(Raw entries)
--*--

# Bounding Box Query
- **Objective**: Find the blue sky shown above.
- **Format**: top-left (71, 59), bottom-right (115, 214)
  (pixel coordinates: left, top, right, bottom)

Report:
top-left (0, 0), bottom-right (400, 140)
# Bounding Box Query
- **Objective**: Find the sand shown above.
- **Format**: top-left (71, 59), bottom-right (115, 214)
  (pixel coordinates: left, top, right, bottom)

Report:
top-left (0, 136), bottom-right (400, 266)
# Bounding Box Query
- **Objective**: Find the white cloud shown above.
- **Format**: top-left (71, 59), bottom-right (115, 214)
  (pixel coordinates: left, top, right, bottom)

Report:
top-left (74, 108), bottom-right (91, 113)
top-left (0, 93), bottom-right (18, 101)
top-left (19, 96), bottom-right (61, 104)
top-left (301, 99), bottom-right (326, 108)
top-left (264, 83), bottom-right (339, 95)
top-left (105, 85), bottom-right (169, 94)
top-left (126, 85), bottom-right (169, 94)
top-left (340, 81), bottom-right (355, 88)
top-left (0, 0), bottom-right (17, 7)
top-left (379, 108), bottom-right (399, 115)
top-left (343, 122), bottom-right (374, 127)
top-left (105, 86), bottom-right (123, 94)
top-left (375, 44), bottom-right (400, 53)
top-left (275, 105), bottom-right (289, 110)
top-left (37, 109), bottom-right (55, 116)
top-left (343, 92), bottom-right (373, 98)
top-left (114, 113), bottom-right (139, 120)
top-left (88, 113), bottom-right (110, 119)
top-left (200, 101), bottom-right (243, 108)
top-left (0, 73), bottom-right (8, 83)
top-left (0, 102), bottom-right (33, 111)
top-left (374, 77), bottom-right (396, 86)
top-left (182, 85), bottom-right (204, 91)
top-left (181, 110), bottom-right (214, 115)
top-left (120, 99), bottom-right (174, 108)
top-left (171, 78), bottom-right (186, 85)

--*--

Could you format every line of the entries above as a Markdown table with the columns Row and Line text, numbering the rows from 1 and leaving out blank lines?

• **Task output**
| Row | Line text |
|---|---|
| 1 | # Bounding Box Query |
| 2 | - **Objective**: Find the blue sky shown above. |
| 3 | - **Format**: top-left (71, 59), bottom-right (115, 214) |
| 4 |   (pixel coordinates: left, top, right, bottom) |
| 5 | Report: |
| 6 | top-left (0, 0), bottom-right (400, 140) |
| 7 | # Bounding Box Query |
| 8 | - **Objective**: Find the sand shown above. |
| 9 | - **Format**: top-left (71, 59), bottom-right (115, 214) |
| 10 |   (pixel coordinates: left, top, right, bottom) |
| 11 | Report: |
| 12 | top-left (0, 136), bottom-right (400, 266) |
| 13 | # Bounding Box Query |
| 14 | - **Objective**: Find the white cloud shown above. |
| 15 | - **Format**: top-left (71, 59), bottom-right (115, 214) |
| 16 |   (pixel coordinates: left, top, right, bottom) |
| 17 | Report: |
| 18 | top-left (74, 108), bottom-right (91, 113) |
| 19 | top-left (0, 93), bottom-right (18, 101) |
| 20 | top-left (19, 96), bottom-right (61, 104) |
| 21 | top-left (301, 99), bottom-right (326, 108) |
| 22 | top-left (264, 83), bottom-right (339, 95) |
| 23 | top-left (105, 85), bottom-right (169, 94) |
| 24 | top-left (126, 85), bottom-right (169, 94) |
| 25 | top-left (340, 81), bottom-right (355, 88) |
| 26 | top-left (0, 0), bottom-right (17, 7) |
| 27 | top-left (379, 108), bottom-right (399, 115) |
| 28 | top-left (343, 122), bottom-right (374, 127) |
| 29 | top-left (105, 86), bottom-right (123, 94) |
| 30 | top-left (375, 44), bottom-right (400, 53) |
| 31 | top-left (275, 105), bottom-right (289, 110) |
| 32 | top-left (37, 109), bottom-right (55, 116) |
| 33 | top-left (343, 92), bottom-right (373, 98) |
| 34 | top-left (114, 113), bottom-right (139, 120) |
| 35 | top-left (88, 113), bottom-right (110, 119) |
| 36 | top-left (200, 101), bottom-right (243, 108) |
| 37 | top-left (0, 73), bottom-right (8, 83) |
| 38 | top-left (0, 102), bottom-right (33, 111) |
| 39 | top-left (374, 77), bottom-right (396, 86) |
| 40 | top-left (182, 85), bottom-right (204, 91) |
| 41 | top-left (181, 110), bottom-right (214, 115) |
| 42 | top-left (120, 99), bottom-right (174, 108) |
| 43 | top-left (171, 78), bottom-right (186, 85) |